# Opinion please!



## JWTBL (May 28, 2014)

I haven't been surfing on TAM lately because I am settling into my single life as best as I can and mostly feel I am doing pretty good, considering I was married 32 years and my husband suddenly decided he was done and moved across the country to live near his high school girlfriend. I was terrified at first, being a stay at home mom and not having any job skills. I managed to get a good lawyer and have four more years of alimony/ child support (my youngest is now in college so not really in need of much support).
Anyway, I took computer classes and got a good part time job, and am planning on selling my house and getting the cheapest, smallest place I can find, and have plans to live a quiet, single, downsized life and Plan on being happy doing it. 
My ex and me were talking about the kids and what to do for them for Christmas and such, and at the end of the convo he asks, "so, who's the beneficiary on your retirement fund?" I told him my kids are, and he says"well, I kept you as my beneficiary, and I think you should have me as yours". I told him the kids should be beneficiary to his retirement fund,not me. Then he says"well that money is mine(talking about my share of the retirement fund from the divorce) and it should go back to me if anything happens to you"
I was shocked, and the conversation ended and we hung up. WTF?
Does he not understand what it means to be divorced? I have no thoughts or plans for his retirement money, and don't understand why he thinks he should get my share if I die? He loves to play games with my emotions, so now he's laying some guilt trip on me because I'm leaving my share of the money we saved to my kids and not him? Opinions please! Thanks.


----------



## Flying_Dutchman (Oct 29, 2014)

Your money, your choice.

His money, his choice.
_Posted via Mobile Device_


----------



## JWTBL (May 28, 2014)

And also, why would he have me as his beneficiary? He moved 3000 miles away to be near, and I assume hope to marry, another woman, who I assume would then get any of his money if he dies anyway. That money was both of ours while we were married, and now our assets have been split in the divorce, with each of us free to do what ever we want with it. It makes no sense.


----------



## Flying_Dutchman (Oct 29, 2014)

You asked "Does he not understand what it means to be divorced?"

He's fretting over your choice, you're fretting over his.

Forget about it. You have yours, he has his. You aren't an item. But for the kids, emotionally remove him to 'stranger zone'. Move on. Be happy.
_Posted via Mobile Device_


----------



## Cooper (Apr 18, 2008)

I would guess he feels cheated by the "system" for having to give you half his retirement when you didn't contribute directly to it. It's now your money to do with what you want, frankly I would have laughed out loud at his request. You should have told him the money will go to the local cat shelter.

How old are you? You should have "thoughts and plans" about retirement and how to fund it, that's why the courts give half of retirement savings to a stay at home spouses, so they can live a decent standard of life after sacrificing for all those years.


----------



## Cooper (Apr 18, 2008)

JWTBL said:


> And also, why would he have me as his beneficiary? He moved 3000 miles away to be near, and I assume hope to marry, another woman, who I assume would then get any of his money if he dies anyway. That money was both of ours while we were married, and now our assets have been split in the divorce, with each of us free to do what ever we want with it. It makes no sense.


Guilt probably.


----------



## lifelesson01 (Nov 3, 2014)

Your instructions:
Can you extend the forum thread about the ex-husband's beneficiary request by writing what follows its final line?

Supplied material:
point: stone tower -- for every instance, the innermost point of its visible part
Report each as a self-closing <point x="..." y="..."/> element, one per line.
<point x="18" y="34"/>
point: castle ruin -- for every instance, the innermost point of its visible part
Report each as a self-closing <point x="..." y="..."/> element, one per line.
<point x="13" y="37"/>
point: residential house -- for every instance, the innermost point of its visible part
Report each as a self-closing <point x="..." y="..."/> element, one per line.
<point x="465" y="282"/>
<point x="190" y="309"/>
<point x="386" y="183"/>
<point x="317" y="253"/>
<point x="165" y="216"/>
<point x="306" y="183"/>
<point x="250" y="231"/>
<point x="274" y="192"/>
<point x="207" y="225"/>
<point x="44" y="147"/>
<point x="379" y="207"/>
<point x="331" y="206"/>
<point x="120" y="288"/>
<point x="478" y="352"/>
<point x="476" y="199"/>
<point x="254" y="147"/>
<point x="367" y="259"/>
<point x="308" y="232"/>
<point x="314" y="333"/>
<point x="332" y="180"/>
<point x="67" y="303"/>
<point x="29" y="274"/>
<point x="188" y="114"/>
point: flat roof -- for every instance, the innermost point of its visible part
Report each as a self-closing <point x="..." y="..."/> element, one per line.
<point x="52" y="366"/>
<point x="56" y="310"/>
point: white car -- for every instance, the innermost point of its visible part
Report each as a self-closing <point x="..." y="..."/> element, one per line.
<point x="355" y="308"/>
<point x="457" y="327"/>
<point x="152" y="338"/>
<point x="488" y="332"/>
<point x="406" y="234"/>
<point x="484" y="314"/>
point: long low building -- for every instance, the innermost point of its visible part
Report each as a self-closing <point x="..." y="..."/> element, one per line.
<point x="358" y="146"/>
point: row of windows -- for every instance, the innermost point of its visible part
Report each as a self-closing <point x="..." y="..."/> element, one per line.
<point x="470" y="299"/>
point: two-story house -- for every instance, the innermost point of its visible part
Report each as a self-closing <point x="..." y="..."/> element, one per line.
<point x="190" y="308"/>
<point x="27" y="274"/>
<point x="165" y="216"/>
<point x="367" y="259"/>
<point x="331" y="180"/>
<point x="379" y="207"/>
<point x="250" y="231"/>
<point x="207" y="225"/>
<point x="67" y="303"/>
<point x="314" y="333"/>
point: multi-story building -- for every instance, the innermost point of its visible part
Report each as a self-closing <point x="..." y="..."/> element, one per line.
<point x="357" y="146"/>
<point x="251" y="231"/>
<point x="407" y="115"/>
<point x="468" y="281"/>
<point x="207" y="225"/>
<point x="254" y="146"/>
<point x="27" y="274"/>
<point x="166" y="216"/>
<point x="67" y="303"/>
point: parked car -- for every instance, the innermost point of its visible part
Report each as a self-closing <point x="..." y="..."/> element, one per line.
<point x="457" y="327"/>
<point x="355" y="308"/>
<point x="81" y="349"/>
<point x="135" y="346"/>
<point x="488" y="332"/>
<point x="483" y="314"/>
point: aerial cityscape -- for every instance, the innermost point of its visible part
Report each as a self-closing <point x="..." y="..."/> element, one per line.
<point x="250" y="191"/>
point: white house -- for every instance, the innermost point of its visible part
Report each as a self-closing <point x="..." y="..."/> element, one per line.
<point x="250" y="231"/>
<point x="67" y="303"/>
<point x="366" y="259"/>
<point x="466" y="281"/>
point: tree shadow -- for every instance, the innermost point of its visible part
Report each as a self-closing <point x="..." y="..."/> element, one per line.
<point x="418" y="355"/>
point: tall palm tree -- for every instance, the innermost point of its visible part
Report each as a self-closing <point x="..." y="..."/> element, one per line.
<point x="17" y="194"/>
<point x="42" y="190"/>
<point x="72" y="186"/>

Answer to the task:
My ex husband and I have both kept each other as beneficiaries on our life insurance policies so that we can take care of the children if anything should happen. We both agreed to adjust that when the kids are grown up...then it will go to them. We were just trying to do what is best for the children.


----------



## COguy (Dec 1, 2011)

My opinion? Who cares what he says, he's not worthy of taking up your time to think about it.

The faster you stop trying to understand your ex and accept that he obviously doesn't think the same way as you the faster you will get peace in your life.

Sometimes my ex makes me scratch my head but I stopped dwelling on it, because my time is more valuable than to pontificate on what motivates her and why she acts the way she does. You might as well try to figure out how cats think....


----------



## Pluto2 (Aug 17, 2011)

My opinion, he likes to control things.
Now forget about what he does. If he should die before you and IF he really leaves the money to you, take the kids on a fabulous trip.

By the way, aside from the retirement control, it sounds like you are doing pretty good!


----------



## SpinDaddy (Nov 12, 2012)

JWTBL said:


> . . . . I told him the kids should be beneficiary to his retirement fund,not me. Then he says"well that money is mine(talking about my share of the retirement fund from the divorce) and it should go back to me if anything happens to you" . . . .


In law and equity the money is not and was not ever his. I’m guessing he’s a bit on the self-centered side. I’d ignore his jackassery as he never will get it.


----------



## EnjoliWoman (Jul 2, 2012)

Now that you are divorced you need to work on boundaries. The moment he asked you should say "My finances are none of your business." Period. If he presses, tell him you will not discuss your finances with him as you are no longer married and then bring it back around to the kids/holidays. If he doesn't, say that it's obvious you two are done discussing the holidays, have a great day, goodbye.

You don't owe him an answer and certainly not a reason on top of that. Nor does he owe you one now that it's all done. You both follow through on the terms of the divorce decree and be done.


----------



## survivorwife (May 15, 2012)

JWTBL said:


> *And also, why would he have me as his beneficiary? *He moved 3000 miles away to be near, and I assume hope to marry, another woman, who I assume would then get any of his money if he dies anyway. That money was both of ours while we were married, and now our assets have been split in the divorce, with each of us free to do what ever we want with it. It makes no sense.


I would just say "thank you" because I'm ornery like that. 

You got your half, to do with as you wish (leave to the children). He got his half and wants to leave it to you. Should he get married again and still has you as his beneficiary, that would be fine, considering that you will take his half and probably leave it to the children as well.

Upon my divorce, I also changed all of my Estate Planning docs (Will, Power of Attorney, Health Care Directive) to name my son as my next person in charge. What me Ex did or did not do with his docs is on him.

Me, I wouldn't worry about what he does nor would I feel obligated to change anything to benefit him at this point. Sounds like you are doing great so keep moving forward and enjoy your new life. Trust your "single" decisions and look out for your children. He is past history.


----------



## COguy (Dec 1, 2011)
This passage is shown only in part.